Supplied text:
::::::
Former Pakistani president Pervez Musharraf said that a proxy war between nuclear-armed rivals India and Pakistan would erupt in Afghanistan if US forces exit the country.
Musharraf, who came to power in a 1999 coup before stepping down amid protests against his rule in 2008, said Pakistan wants a peaceful solution to the 17-year conflict in Afghanistan, but he also accused India of using the nation as a base to foment separatist insurgencies and attacks in Pakistan.
In interviews after leaving office he has hinted that Islamabad used proxy forces in Afghanistan to counter India.
“You can expect a proxy war in Afghanistan if the US leaves Afghanistan, definitely, 100 percent,” Musharraf said in an interview at his penthouse apartment in Dubai, where he lives in self-exile.
War-ravaged Afghanistan has long been a battleground for the broader geopolitical rivalry between India and Pakistan.
Musharraf’s comments underscore the fear of Indian encirclement that motivates Pakistan and its military, which has ruled the country for almost half of its 71-year existence.
US President Donald Trump has pushed for New Delhi to take on a larger role in Afghanistan as the Washington looks to exit it longest war.
Musharraf said “India should remain out” of Afghanistan, which Pakistan sees as its area of influence.
He also said that even if US forces depart after a negotiated settlement with the Taliban, India and Pakistan would likely move in by supporting rival Afghan factions.
“The situation will return to Taliban versus Northern Alliance, and in that Pakistan and India will fight a proxy war,” he said, alluding to a military coalition that fought against the Taliban in the 1990s and early 2000s.
The Indian Ministry of Foreign Affairs declined to comment.
::::::
Entries shown:
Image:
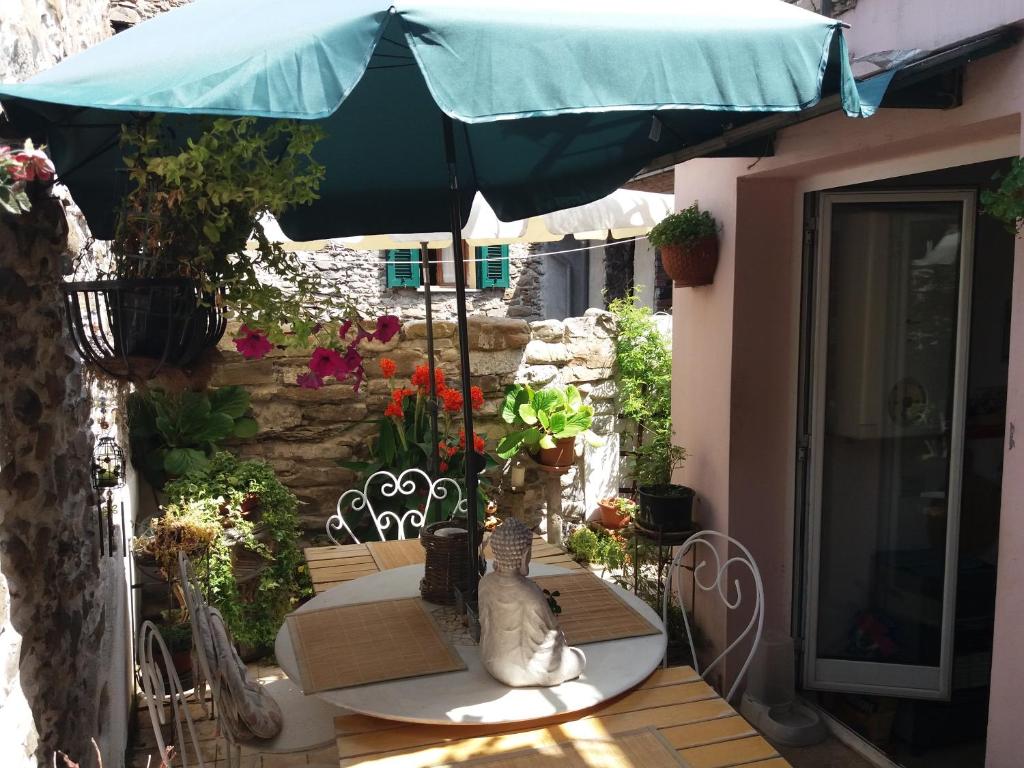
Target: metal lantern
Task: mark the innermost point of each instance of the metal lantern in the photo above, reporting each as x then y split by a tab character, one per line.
108	465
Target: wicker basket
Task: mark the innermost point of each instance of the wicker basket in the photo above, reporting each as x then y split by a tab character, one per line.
446	562
691	264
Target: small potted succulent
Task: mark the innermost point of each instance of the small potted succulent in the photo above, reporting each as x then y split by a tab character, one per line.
546	423
688	244
615	512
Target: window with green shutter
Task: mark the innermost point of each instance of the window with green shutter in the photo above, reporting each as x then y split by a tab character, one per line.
403	267
493	266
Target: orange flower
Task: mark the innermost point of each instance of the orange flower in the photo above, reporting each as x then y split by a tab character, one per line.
453	400
476	397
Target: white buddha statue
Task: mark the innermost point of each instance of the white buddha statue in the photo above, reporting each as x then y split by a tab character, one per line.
520	641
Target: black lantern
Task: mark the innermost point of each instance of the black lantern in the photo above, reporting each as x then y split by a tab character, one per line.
108	465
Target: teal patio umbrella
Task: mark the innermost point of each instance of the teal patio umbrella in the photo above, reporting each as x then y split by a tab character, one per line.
538	105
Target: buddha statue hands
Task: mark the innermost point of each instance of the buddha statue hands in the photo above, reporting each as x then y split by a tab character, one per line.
520	641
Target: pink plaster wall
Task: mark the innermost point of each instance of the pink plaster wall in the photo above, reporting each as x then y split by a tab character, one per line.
740	335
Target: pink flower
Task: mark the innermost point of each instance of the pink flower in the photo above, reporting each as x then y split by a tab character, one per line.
253	343
35	164
387	327
309	381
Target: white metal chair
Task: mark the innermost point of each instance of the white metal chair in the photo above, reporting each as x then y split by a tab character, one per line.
402	486
165	696
697	543
307	721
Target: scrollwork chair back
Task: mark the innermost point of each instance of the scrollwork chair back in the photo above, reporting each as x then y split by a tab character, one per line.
163	689
393	489
702	545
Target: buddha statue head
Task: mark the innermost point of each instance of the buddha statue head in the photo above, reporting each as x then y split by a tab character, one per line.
511	544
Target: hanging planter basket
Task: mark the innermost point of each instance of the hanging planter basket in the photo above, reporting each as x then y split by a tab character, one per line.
691	264
130	329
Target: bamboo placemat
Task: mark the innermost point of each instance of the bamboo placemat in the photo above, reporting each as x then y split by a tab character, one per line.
350	645
640	749
591	610
389	555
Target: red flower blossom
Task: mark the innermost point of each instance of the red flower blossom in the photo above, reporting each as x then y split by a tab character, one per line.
453	400
309	381
387	327
326	361
476	397
253	343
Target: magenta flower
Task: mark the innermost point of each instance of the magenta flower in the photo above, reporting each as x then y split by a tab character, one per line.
35	164
387	327
326	361
309	381
253	343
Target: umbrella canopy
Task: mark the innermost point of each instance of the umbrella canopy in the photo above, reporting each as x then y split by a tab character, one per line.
625	213
554	105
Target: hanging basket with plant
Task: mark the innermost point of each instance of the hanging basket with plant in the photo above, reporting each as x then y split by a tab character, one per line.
189	251
688	244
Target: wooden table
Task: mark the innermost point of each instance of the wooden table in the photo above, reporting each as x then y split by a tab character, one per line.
705	730
330	566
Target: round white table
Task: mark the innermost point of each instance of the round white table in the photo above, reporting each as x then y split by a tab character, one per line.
471	696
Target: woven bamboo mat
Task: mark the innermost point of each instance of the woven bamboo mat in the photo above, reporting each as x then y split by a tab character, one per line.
389	555
591	610
350	645
640	749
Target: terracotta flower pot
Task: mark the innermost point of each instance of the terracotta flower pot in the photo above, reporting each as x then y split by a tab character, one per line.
691	264
609	515
562	455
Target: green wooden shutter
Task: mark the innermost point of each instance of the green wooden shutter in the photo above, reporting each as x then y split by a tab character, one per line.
493	266
403	267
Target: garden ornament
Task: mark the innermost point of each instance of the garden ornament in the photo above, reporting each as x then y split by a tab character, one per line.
520	641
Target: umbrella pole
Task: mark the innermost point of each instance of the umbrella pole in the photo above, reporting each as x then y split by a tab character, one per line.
463	322
432	386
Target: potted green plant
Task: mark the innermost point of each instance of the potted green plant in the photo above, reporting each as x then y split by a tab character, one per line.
615	511
547	421
664	506
688	243
189	250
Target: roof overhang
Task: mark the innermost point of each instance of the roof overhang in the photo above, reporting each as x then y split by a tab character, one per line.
930	80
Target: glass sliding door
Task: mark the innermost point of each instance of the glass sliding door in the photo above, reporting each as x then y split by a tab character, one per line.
887	432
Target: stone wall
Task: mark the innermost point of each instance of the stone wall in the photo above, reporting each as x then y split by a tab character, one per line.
304	433
360	275
61	605
37	34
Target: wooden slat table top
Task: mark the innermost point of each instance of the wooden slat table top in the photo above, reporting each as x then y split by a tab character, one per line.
332	565
690	716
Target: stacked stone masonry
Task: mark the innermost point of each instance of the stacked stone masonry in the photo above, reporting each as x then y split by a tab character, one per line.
305	433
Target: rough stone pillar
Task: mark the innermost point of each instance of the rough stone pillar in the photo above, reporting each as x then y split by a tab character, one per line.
51	596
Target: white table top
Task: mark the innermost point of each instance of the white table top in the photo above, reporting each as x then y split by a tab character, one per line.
471	696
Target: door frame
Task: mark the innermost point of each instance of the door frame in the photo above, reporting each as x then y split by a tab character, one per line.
867	677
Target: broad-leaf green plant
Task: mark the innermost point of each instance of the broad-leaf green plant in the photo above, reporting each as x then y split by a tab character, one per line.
543	417
173	433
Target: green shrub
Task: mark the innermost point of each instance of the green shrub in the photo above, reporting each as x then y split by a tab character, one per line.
688	225
258	516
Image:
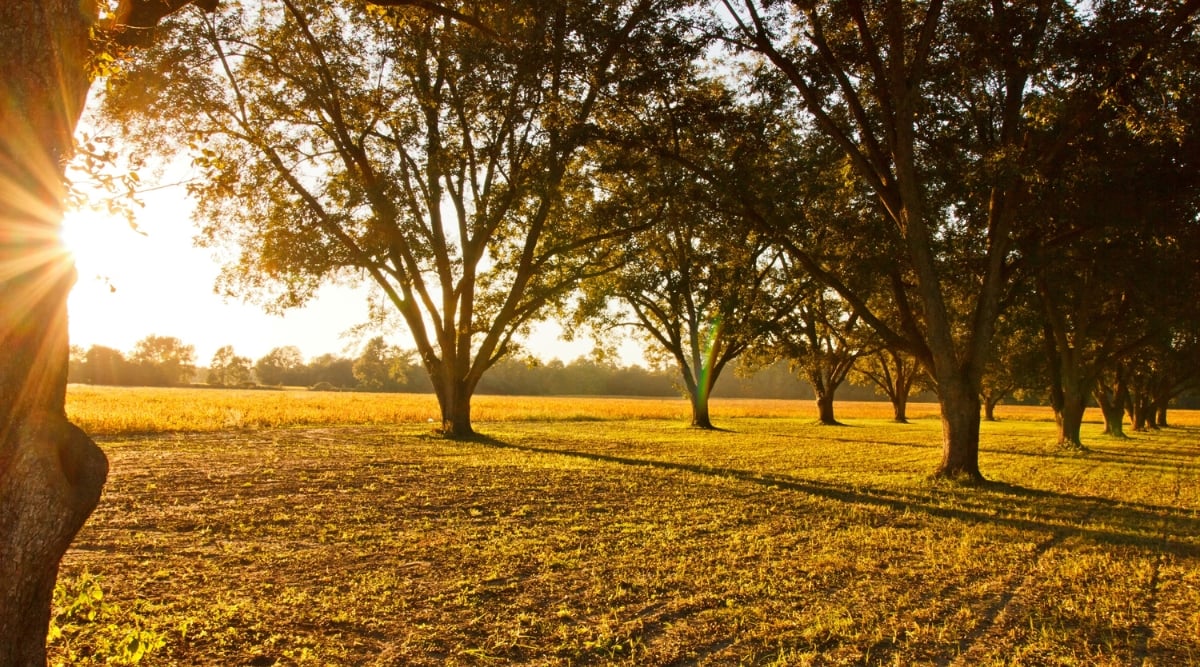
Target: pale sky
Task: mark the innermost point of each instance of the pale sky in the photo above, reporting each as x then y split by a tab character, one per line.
159	282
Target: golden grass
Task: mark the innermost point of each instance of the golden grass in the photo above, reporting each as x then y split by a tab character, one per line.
107	410
641	541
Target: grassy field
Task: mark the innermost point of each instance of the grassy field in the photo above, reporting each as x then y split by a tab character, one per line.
294	528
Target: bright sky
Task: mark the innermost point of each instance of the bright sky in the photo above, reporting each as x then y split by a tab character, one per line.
159	282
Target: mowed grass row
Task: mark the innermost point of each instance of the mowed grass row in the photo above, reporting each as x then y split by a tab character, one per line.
641	541
109	410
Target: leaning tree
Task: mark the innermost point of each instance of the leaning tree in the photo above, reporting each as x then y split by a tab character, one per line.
444	167
51	473
939	112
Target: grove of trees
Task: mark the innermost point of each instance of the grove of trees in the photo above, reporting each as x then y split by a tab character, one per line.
978	198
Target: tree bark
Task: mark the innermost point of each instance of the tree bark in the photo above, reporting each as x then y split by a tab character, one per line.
1069	419
1111	400
960	432
825	409
454	400
51	473
900	408
700	416
1161	415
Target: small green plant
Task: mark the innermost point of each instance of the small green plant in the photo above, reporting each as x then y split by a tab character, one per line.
87	630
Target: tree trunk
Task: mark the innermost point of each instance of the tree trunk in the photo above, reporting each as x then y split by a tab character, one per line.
1069	419
825	409
960	431
454	400
51	473
1114	421
1161	415
700	418
1111	400
1143	414
900	408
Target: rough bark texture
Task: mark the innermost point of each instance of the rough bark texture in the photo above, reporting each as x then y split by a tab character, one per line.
51	473
454	398
1069	419
700	416
960	432
825	409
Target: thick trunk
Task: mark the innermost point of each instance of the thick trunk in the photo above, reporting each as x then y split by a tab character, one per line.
1143	414
825	409
700	418
1069	419
454	400
51	473
1114	421
900	408
51	482
960	431
1161	416
1111	400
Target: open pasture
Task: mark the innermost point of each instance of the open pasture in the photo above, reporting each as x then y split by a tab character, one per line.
582	533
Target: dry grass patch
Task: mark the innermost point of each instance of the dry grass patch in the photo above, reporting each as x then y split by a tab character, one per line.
645	542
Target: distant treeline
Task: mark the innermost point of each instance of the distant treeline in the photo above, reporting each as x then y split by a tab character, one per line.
166	361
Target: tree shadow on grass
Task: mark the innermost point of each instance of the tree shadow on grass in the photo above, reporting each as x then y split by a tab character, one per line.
1063	515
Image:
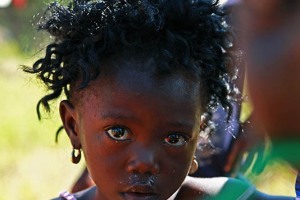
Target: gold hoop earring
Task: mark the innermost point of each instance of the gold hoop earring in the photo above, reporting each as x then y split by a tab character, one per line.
76	156
194	166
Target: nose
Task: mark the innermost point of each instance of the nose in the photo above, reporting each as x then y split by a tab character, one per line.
143	160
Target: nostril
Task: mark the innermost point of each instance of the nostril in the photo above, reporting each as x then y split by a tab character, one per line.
143	164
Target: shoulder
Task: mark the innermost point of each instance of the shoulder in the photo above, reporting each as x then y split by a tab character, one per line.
221	188
215	188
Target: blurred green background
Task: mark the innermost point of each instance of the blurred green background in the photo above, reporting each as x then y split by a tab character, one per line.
32	165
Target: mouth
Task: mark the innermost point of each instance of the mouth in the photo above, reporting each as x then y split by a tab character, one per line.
139	196
140	192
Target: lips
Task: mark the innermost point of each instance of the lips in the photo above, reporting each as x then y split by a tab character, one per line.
140	192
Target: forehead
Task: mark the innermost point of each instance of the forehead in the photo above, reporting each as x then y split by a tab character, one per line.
141	78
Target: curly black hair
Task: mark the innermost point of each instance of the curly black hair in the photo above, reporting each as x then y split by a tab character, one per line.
187	35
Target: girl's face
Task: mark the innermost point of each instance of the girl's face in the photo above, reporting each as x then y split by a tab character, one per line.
138	133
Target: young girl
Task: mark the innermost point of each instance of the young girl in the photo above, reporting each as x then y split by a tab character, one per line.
138	77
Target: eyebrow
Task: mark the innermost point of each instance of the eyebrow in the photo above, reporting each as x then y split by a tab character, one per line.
183	124
117	115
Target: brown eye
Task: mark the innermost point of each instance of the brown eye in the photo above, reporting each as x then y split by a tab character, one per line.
175	139
118	133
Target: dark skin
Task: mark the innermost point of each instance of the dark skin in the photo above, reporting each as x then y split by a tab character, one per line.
138	133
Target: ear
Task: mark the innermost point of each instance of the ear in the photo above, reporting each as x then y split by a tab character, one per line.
194	166
70	122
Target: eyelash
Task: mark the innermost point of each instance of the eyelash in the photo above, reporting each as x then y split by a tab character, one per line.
178	136
121	130
123	134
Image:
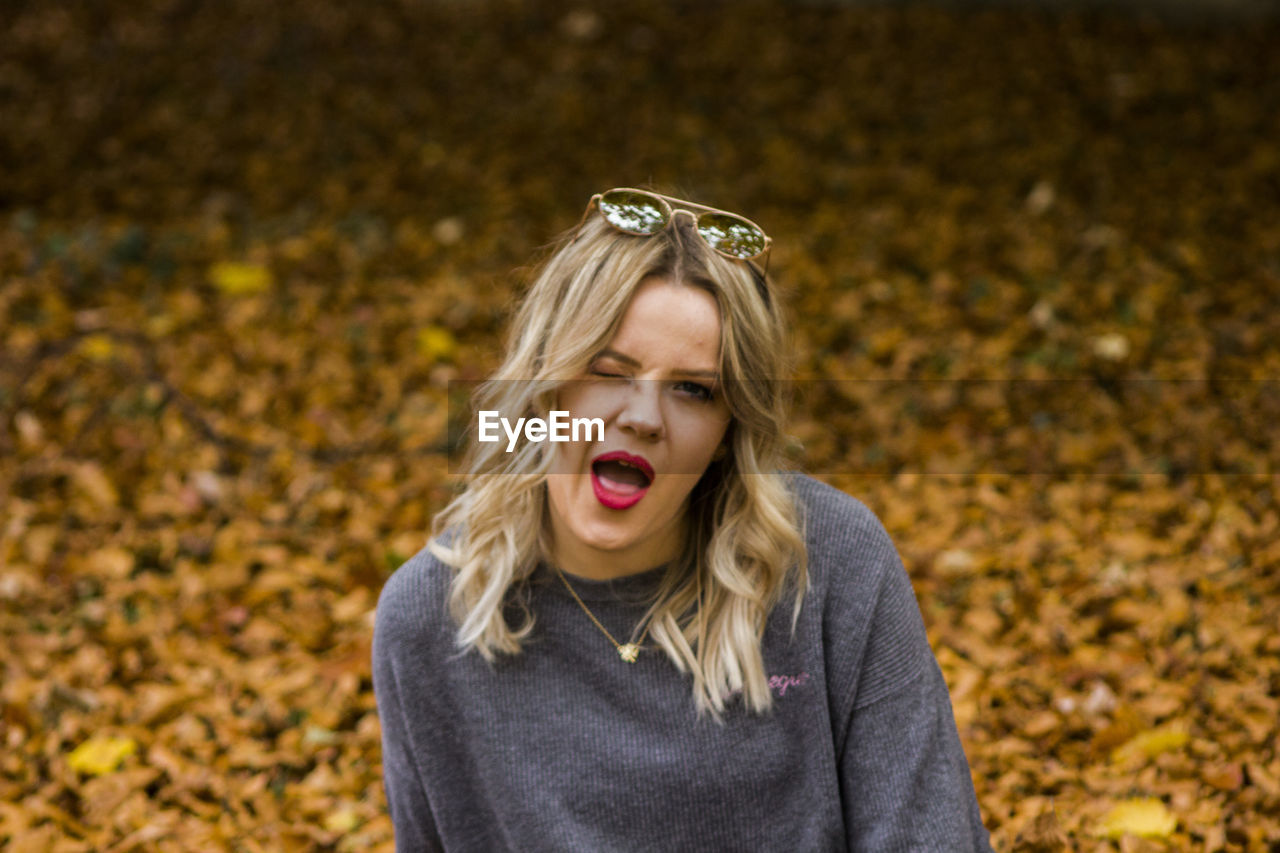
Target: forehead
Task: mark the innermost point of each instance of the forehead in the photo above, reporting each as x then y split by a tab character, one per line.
671	322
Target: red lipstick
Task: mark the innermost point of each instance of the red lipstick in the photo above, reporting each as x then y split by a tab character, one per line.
620	479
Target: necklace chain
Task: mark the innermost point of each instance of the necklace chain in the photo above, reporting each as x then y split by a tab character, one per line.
626	651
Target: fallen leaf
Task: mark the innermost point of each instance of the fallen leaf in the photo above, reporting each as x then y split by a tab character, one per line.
1147	817
101	756
240	279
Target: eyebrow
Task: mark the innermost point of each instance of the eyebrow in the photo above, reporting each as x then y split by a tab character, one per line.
627	360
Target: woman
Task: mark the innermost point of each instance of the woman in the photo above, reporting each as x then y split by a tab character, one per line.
652	638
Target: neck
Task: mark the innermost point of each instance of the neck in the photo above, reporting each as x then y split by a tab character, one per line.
594	564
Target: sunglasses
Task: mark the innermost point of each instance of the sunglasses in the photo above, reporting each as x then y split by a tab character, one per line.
644	214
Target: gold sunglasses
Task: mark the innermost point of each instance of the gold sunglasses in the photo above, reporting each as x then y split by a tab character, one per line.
644	214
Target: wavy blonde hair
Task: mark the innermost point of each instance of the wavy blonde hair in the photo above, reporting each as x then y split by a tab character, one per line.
745	542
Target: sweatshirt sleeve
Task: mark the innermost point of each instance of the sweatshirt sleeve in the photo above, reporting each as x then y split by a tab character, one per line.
394	639
904	775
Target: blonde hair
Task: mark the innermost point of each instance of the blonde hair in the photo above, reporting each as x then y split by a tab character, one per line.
745	543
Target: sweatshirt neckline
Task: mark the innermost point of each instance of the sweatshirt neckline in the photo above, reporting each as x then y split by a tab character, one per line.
629	589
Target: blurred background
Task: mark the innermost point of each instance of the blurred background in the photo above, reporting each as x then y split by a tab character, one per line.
245	247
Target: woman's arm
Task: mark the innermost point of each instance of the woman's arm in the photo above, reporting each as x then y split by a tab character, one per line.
904	776
406	796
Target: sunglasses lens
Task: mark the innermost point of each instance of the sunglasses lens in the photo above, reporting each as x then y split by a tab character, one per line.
731	235
634	213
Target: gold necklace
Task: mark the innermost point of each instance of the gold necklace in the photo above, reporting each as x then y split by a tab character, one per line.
626	651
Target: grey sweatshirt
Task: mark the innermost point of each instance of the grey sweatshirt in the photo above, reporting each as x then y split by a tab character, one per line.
566	747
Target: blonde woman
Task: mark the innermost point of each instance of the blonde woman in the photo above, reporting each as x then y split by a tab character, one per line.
647	635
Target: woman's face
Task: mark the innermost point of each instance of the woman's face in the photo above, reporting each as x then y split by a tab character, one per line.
618	505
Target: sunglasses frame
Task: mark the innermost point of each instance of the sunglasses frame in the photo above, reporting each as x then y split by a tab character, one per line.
670	210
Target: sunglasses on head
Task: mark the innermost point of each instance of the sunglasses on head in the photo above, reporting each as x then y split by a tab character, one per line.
644	214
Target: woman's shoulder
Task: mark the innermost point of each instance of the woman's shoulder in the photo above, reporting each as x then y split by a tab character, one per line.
851	559
414	600
837	521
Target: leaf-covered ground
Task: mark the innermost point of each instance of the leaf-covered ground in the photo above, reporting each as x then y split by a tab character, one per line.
1033	260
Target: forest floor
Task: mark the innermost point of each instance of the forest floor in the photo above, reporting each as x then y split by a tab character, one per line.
1033	260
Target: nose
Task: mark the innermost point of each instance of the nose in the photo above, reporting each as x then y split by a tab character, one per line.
641	410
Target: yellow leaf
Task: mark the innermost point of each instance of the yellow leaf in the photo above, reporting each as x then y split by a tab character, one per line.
1144	816
96	347
1148	744
240	279
435	342
342	820
101	756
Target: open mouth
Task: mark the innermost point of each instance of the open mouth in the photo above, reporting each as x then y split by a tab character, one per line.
620	479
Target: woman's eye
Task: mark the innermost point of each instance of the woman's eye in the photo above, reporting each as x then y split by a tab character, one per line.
695	389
::::::
Task description:
Repeat word for word the part of the Musharraf article between "Musharraf, who came" and "to counter India.", inclusive.

Exercise solution:
Musharraf, who came to power in a 1999 coup before stepping down amid protests against his rule in 2008, said Pakistan wants a peaceful solution to the 17-year conflict in Afghanistan, but he also accused India of using the nation as a base to foment separatist insurgencies and attacks in Pakistan.
In interviews after leaving office he has hinted that Islamabad used proxy forces in Afghanistan to counter India.